[Material for this task]
■ ■ ■ ■ ■
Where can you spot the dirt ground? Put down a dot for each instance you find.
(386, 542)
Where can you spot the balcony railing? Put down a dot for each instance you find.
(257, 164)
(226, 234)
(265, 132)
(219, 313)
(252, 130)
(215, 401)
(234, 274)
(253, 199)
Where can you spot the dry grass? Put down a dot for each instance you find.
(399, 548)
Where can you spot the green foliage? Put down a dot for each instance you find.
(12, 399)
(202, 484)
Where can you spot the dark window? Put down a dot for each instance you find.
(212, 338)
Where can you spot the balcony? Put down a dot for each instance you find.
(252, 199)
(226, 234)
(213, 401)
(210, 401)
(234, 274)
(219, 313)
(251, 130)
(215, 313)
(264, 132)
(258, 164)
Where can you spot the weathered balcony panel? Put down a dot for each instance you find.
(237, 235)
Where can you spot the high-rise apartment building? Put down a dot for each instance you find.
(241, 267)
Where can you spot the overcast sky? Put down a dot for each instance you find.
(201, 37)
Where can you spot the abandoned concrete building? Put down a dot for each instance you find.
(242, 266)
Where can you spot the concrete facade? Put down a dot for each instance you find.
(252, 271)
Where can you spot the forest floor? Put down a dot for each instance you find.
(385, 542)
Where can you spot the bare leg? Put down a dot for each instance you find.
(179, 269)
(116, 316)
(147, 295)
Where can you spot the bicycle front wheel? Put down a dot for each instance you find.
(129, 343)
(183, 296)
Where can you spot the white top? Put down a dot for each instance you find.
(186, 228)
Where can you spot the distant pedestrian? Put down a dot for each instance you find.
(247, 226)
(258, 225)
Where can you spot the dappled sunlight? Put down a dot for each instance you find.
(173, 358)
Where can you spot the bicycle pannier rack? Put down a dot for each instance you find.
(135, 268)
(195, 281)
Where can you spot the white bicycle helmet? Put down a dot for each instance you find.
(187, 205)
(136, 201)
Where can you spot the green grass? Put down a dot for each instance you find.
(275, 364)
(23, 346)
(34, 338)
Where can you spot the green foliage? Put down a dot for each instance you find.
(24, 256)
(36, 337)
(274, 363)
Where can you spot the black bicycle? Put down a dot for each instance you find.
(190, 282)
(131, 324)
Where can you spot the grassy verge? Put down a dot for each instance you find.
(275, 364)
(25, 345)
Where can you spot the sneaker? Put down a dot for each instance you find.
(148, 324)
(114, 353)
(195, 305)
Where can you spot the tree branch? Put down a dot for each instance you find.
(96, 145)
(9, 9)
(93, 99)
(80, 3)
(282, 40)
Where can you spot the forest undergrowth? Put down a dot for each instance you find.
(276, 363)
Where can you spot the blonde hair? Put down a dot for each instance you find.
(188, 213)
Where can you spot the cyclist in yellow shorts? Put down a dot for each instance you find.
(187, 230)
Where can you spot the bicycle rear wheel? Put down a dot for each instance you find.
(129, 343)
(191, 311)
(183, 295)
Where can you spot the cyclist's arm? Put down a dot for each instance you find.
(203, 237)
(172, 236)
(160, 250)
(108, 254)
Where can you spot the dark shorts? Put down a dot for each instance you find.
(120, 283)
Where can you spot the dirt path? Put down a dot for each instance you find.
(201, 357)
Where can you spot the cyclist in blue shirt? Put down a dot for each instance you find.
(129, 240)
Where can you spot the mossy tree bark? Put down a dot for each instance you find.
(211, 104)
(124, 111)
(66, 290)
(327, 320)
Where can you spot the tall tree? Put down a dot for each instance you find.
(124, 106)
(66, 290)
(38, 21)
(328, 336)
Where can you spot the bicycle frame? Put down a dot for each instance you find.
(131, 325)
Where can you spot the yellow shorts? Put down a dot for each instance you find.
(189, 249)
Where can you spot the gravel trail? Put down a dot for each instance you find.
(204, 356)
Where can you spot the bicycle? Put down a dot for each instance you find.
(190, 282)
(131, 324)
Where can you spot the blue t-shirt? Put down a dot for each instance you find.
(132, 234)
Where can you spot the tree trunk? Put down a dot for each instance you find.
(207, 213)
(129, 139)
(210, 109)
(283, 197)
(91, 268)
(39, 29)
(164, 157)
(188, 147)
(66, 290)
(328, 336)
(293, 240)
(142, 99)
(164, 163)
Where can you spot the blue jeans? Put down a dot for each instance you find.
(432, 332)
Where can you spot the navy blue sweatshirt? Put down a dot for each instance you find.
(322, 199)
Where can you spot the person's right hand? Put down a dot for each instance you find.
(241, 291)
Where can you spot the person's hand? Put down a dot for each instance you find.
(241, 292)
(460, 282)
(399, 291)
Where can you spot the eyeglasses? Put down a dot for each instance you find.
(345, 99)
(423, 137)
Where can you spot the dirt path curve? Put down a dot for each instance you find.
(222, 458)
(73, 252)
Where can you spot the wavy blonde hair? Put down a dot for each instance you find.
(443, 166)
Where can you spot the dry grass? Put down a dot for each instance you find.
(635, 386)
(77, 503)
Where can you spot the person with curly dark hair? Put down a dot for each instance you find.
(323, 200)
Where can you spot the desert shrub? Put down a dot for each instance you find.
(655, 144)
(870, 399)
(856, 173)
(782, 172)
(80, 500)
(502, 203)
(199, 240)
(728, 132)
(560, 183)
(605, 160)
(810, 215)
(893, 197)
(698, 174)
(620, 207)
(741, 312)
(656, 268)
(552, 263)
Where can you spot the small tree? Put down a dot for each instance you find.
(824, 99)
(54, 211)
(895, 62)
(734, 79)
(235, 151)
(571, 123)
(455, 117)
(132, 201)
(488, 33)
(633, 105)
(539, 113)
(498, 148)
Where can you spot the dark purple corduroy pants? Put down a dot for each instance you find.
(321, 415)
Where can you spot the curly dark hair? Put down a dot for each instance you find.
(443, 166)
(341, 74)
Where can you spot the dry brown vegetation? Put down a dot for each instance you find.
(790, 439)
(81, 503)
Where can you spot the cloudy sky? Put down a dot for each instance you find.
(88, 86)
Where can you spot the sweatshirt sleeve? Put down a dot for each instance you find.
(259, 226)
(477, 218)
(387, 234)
■ ■ ■ ■ ■
[Task to carry out] Give the listing again, word for word.

[Finished task]
Where can you spot the dirt ground? Put down a dot for each instance you find.
(386, 542)
Where can you spot the balcony railing? Put down a dot for each instance you find.
(257, 164)
(226, 234)
(265, 132)
(219, 313)
(252, 130)
(215, 401)
(234, 274)
(253, 199)
Where can you spot the dry grass? Put down a dot for each instance you find.
(399, 548)
Where can you spot the green foliage? Put down a dot for each instance you find.
(12, 399)
(202, 484)
Where can you spot the dark window? Put down a dot for each instance you find.
(212, 338)
Where can you spot the balcony? Put down a dot for each instance you find.
(252, 199)
(226, 234)
(213, 401)
(210, 401)
(234, 274)
(219, 313)
(251, 130)
(215, 313)
(264, 132)
(258, 164)
Where can you spot the weathered balcony panel? Put down a dot for each instance you find.
(237, 235)
Where can you spot the high-rise apartment building? Put down a dot for each instance you find.
(241, 267)
Where can you spot the overcast sky? Put down a dot for each instance you find.
(201, 37)
Where can you spot the abandoned concrete building? Put down a dot for each instance you find.
(242, 266)
Where can you spot the concrete facade? Put down a dot for each instance you find.
(252, 271)
Where can you spot the forest floor? Put down a dot for each instance you find.
(385, 542)
Where can you spot the bare leg? Put down a dot for each instance you find.
(179, 269)
(116, 316)
(147, 295)
Where can you spot the bicycle front wheel? Put down a dot for each instance you find.
(129, 343)
(183, 296)
Where can you spot the white top? Put down a dot for each instance you find.
(186, 228)
Where can you spot the distant pedestrian? Put down a dot for each instance you find.
(247, 226)
(258, 225)
Where can you spot the dappled sunlight? Put down a dot for each instance you find.
(173, 358)
Where can you spot the bicycle pannier rack? Put down a dot for each instance you find.
(135, 268)
(195, 281)
Where can you spot the white bicycle helmet? Put down a dot for each instance you find.
(187, 205)
(136, 201)
Where can you spot the green grass? Put down a dot for each instance you find.
(275, 364)
(23, 346)
(34, 338)
Where can you spot the green foliage? Put down a dot for each instance you find.
(24, 256)
(36, 337)
(274, 363)
Where can you spot the black bicycle? Put down a dot for each instance you find.
(190, 282)
(131, 324)
Where can you spot the grassy verge? Put down a dot for each instance you find.
(275, 364)
(25, 345)
Where can you spot the sneaker? Put down a dot for each instance you find.
(148, 324)
(114, 353)
(195, 305)
Where can you spot the tree branch? Put down a dot for each instance you find.
(96, 145)
(9, 9)
(93, 99)
(80, 3)
(282, 40)
Where can you spot the forest undergrowth? Put down a dot for each instance you find.
(276, 363)
Where can you spot the blonde hair? Put down a dot for each instance you find.
(188, 213)
Where can you spot the cyclist in yellow shorts? Put down a dot for each instance you find.
(187, 230)
Where can you spot the bicycle rear wheel? Put down a dot for each instance you find.
(129, 343)
(191, 311)
(183, 295)
Where can you spot the cyclist's arm? Put down a dot for each instance you find.
(203, 237)
(172, 236)
(160, 250)
(108, 254)
Where can you spot the dark shorts? Put down a dot for each instance you find.
(120, 283)
Where can you spot the dirt path? Put down a dot for each instance you find.
(201, 357)
Where can you spot the cyclist in blue shirt? Put down a dot for each instance you find.
(129, 240)
Where can you spot the mossy tree bark? Put down a dot for each instance you find.
(211, 104)
(124, 111)
(66, 290)
(327, 320)
Where can you spot the tall tree? Put down a dot for each instance you find.
(124, 106)
(66, 290)
(38, 21)
(328, 336)
Where can you spot the bicycle frame? Put down a dot for each instance you find.
(131, 325)
Where can you spot the yellow shorts? Put down a dot for each instance you find.
(189, 249)
Where can you spot the gravel trail? Put down a dot for each instance you find.
(204, 356)
Where can you spot the bicycle? Put down a dot for each instance you find.
(190, 282)
(131, 324)
Where can you spot the blue t-shirt? Put down a dot for each instance you find.
(132, 234)
Where can you spot the tree trunk? Put down a dot for each instance you find.
(207, 213)
(129, 139)
(210, 109)
(283, 197)
(91, 268)
(39, 29)
(164, 157)
(188, 147)
(66, 290)
(328, 336)
(293, 240)
(142, 99)
(164, 163)
Where can you spot the blue jeans? Put down a dot for each instance you find.
(432, 332)
Where can you spot the navy blue sweatshirt? Put down a dot for each instance you find.
(322, 199)
Where can you spot the person's right hand? Put down a dot for each instance you find.
(241, 291)
Where can you spot the person's hand? Put down a dot for each instance you find.
(241, 292)
(460, 282)
(399, 291)
Where can you spot the eyeglasses? Put down a dot for each instance you find.
(345, 99)
(423, 137)
Where can you spot the dirt path curve? Put down a dot for each instance you find.
(222, 458)
(73, 252)
Where can you spot the wavy blonde hair? Put down a dot for each instance you find.
(443, 166)
Where can you spot the dry grass? Put down a dot for each instance you find.
(635, 386)
(77, 503)
Where can you spot the person with curly dark hair? Put down a dot for each instance you find.
(323, 200)
Where can you spot the desert shrub? Put down a dot for each instance you find.
(655, 144)
(870, 399)
(856, 173)
(782, 172)
(80, 500)
(502, 203)
(199, 240)
(728, 132)
(560, 183)
(605, 160)
(810, 215)
(893, 197)
(698, 174)
(620, 207)
(741, 312)
(656, 268)
(552, 263)
Where can you spot the small tree? Put down a dot for each instance you find.
(824, 99)
(54, 211)
(895, 62)
(734, 79)
(235, 151)
(571, 123)
(455, 117)
(132, 201)
(488, 33)
(633, 105)
(539, 113)
(498, 148)
Where can you spot the dark purple corduroy pants? Put down a dot for each instance you find.
(321, 415)
Where can you spot the curly dark hair? Put down a dot for each instance you find.
(443, 166)
(341, 74)
Where can you spot the dry brown vegetation? Put down a dot for each instance you find.
(790, 439)
(81, 503)
Where can you spot the cloudy sky? Put down a dot for each instance you find.
(88, 86)
Where can you spot the sweatshirt sleeve? Put down a dot for each instance you find.
(259, 226)
(477, 218)
(387, 234)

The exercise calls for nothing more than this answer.